* CONSIGNE A *
Dénombrez les lignes des entrées ci-dessous où figure la chaîne « flower », puis indiquez ce nombre seul.

* EXTRAIT FOURNI *

+ + +

Sans vouloir inquiéter personne, le meilleur moyen de se figurer ces prochaines semaines sans football, c’est encore de lire La Peste. Car il y a des pages assez étonnantes dans ce chef-d’œuvre qui méritent que l’amateur profite des heures sans match ou sans public (ce qui revient au même) pour y prendre quelques leçons tactiques. Dans le Oran de Camus, mis en quarantaine à cause du bacille, les hommes se trouvent tout à coup pris dans une sorte d’exil immobile. Condamnés à vivre enfermés en eux-mêmes dans une ville sans espoir, les hommes souffrent alors « de vivre avec une mémoire qui ne sert à rien » .

+ + +

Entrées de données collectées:
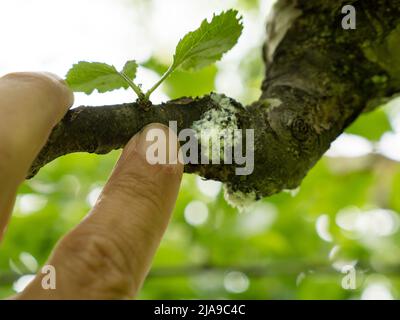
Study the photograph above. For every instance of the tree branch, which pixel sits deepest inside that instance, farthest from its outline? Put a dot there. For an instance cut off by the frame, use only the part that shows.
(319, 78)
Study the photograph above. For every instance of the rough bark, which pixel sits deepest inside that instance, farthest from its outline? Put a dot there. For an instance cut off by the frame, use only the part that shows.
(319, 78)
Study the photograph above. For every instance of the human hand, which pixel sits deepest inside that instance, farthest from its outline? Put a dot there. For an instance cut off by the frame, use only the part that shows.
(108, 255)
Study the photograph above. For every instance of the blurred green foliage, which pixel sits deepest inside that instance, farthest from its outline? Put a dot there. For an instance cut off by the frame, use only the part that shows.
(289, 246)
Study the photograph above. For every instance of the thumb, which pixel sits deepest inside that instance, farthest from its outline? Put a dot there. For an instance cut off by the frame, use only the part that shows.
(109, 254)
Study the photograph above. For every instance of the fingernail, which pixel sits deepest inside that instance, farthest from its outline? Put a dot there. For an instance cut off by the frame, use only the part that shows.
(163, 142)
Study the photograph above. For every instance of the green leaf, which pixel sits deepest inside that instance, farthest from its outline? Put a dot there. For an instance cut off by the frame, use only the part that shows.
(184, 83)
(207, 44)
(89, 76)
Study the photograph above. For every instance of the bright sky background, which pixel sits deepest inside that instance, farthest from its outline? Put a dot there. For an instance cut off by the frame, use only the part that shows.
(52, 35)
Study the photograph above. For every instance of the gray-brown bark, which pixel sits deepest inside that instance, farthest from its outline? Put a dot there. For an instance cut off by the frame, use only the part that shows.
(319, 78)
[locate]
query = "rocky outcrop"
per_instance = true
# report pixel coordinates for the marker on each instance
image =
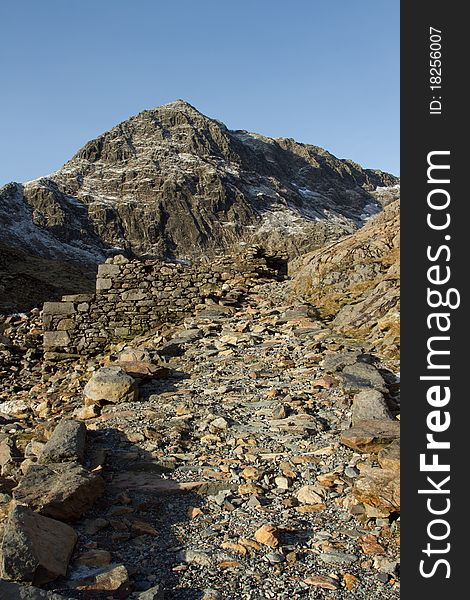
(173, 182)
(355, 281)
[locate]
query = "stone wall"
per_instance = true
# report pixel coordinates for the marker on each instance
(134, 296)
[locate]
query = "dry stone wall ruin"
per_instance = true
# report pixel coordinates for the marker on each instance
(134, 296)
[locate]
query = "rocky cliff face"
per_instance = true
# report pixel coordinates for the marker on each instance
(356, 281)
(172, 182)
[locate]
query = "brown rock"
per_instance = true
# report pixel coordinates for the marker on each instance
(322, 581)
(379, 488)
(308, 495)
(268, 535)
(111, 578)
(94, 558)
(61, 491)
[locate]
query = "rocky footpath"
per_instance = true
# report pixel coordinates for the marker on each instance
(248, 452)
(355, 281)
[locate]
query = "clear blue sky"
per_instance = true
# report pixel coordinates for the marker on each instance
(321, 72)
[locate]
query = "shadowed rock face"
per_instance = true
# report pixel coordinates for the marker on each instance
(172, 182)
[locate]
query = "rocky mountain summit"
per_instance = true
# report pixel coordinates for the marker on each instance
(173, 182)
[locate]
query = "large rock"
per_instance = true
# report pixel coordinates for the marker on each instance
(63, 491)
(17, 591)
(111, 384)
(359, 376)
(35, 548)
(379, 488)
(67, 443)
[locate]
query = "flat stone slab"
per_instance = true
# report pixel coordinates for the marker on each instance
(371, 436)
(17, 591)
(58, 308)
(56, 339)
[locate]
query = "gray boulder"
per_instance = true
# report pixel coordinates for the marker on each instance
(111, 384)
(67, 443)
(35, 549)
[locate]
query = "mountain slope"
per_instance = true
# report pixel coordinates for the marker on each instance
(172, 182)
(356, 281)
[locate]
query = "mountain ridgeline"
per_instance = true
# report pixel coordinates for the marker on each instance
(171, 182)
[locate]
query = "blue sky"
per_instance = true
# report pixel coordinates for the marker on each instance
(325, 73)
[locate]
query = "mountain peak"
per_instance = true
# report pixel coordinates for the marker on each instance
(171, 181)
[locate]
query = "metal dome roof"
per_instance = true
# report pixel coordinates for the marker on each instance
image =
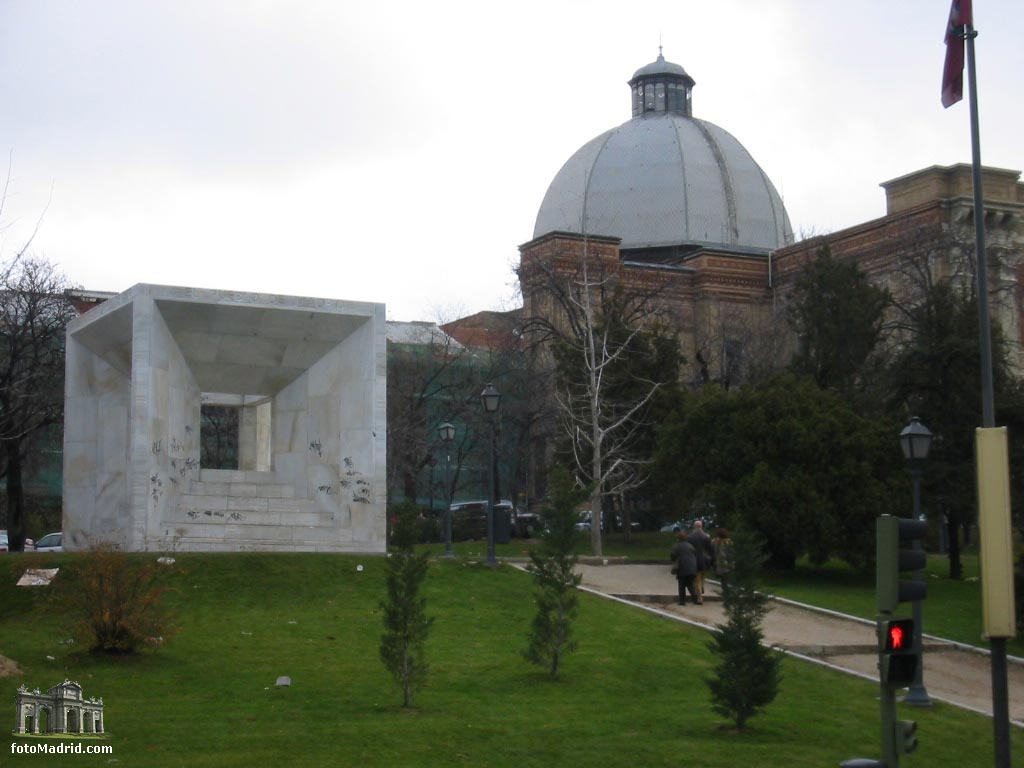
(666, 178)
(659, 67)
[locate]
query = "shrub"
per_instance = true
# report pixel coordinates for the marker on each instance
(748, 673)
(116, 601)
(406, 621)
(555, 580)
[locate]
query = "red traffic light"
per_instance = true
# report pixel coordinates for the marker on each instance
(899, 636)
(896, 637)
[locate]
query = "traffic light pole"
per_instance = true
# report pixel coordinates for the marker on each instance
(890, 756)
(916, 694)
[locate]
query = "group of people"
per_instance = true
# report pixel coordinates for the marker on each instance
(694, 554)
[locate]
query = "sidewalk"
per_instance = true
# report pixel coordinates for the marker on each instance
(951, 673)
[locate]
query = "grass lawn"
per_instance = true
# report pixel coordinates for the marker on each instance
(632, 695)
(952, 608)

+ + +

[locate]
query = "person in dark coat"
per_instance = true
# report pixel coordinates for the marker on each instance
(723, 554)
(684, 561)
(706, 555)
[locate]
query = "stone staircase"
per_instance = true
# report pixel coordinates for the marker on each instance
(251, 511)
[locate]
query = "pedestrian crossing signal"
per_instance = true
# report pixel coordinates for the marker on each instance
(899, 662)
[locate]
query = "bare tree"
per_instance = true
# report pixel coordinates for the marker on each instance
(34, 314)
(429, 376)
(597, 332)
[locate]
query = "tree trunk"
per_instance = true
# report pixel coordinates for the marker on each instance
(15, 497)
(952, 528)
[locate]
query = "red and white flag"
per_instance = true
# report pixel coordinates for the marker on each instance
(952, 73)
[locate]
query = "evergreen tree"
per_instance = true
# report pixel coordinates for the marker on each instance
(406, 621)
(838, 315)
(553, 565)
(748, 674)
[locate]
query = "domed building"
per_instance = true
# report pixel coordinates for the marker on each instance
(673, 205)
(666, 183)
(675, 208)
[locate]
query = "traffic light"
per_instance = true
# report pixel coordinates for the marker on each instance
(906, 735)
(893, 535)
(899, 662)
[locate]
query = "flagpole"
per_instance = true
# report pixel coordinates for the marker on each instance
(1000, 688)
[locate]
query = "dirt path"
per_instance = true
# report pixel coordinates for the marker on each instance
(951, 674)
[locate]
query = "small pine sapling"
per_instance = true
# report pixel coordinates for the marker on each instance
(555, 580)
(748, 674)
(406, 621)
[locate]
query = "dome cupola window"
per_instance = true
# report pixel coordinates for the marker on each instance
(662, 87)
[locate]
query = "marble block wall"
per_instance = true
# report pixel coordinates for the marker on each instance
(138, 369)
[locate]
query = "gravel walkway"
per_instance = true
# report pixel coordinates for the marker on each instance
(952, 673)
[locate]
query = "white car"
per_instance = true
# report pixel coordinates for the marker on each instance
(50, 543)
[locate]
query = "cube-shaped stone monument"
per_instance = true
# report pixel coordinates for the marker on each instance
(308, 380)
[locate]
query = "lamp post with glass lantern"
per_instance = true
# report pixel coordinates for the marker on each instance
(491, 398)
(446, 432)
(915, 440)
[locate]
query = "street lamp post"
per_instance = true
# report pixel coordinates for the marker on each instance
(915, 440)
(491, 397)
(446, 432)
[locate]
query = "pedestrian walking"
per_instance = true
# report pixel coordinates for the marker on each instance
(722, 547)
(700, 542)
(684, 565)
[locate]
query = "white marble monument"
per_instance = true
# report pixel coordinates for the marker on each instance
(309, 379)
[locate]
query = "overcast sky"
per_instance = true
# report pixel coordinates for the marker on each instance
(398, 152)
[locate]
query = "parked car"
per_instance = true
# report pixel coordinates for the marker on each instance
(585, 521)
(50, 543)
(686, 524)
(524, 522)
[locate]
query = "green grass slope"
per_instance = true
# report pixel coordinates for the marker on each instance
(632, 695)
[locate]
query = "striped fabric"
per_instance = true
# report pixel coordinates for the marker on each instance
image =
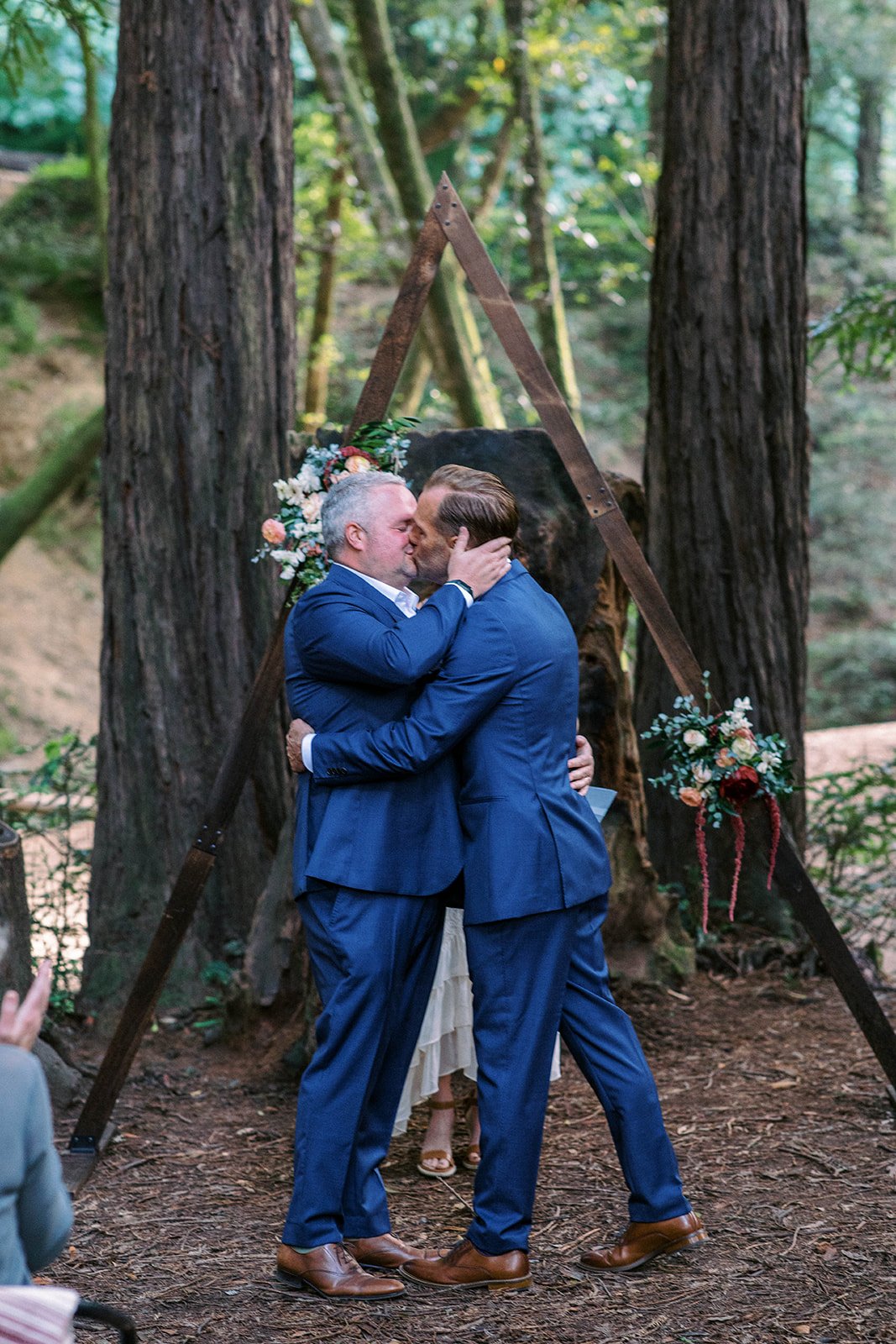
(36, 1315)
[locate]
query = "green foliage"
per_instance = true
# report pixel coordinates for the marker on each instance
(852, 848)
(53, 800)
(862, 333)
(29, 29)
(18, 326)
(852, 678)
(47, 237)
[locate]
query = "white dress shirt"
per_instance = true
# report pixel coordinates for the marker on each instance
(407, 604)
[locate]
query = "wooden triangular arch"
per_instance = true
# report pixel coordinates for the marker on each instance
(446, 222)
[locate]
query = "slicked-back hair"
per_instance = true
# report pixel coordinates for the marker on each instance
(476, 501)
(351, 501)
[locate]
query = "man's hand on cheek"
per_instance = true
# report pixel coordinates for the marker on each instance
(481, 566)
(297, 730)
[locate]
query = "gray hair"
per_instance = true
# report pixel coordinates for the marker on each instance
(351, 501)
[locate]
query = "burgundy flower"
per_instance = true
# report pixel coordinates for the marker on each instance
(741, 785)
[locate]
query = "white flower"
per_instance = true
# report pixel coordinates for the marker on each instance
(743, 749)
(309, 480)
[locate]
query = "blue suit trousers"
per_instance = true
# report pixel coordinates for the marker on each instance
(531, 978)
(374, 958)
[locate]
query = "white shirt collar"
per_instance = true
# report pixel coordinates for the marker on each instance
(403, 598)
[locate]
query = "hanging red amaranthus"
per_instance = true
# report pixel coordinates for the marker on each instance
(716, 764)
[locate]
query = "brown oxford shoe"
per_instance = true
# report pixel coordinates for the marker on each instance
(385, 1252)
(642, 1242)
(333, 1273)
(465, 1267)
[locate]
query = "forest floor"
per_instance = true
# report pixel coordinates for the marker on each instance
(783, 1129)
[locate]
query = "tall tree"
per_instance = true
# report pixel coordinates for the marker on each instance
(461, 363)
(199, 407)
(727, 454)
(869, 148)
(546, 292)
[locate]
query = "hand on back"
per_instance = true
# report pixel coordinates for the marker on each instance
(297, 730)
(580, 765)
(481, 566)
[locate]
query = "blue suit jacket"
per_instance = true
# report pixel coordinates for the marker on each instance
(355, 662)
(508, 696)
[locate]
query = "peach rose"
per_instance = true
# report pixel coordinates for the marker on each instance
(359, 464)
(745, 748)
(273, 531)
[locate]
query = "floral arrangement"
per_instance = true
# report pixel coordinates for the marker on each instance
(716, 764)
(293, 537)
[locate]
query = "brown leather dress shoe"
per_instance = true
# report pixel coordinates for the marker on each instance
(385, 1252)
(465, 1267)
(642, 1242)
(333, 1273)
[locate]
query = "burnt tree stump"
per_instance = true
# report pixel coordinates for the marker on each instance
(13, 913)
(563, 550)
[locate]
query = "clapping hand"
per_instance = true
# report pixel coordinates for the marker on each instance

+ + +

* CONSIGNE B *
Selon l'extrait sur La Peste et le football, pourquoi les hommes d'Oran se retrouvent-ils pris dans une sorte d'exil immobile ? Répondez en une à trois phrases.

* RÉPONSE A *
2

* RÉPONSE B *
Dans l'Oran de Camus, la ville est mise en quarantaine à cause du bacille. Les hommes sont alors condamnés à vivre enfermés en eux-mêmes dans une ville sans espoir.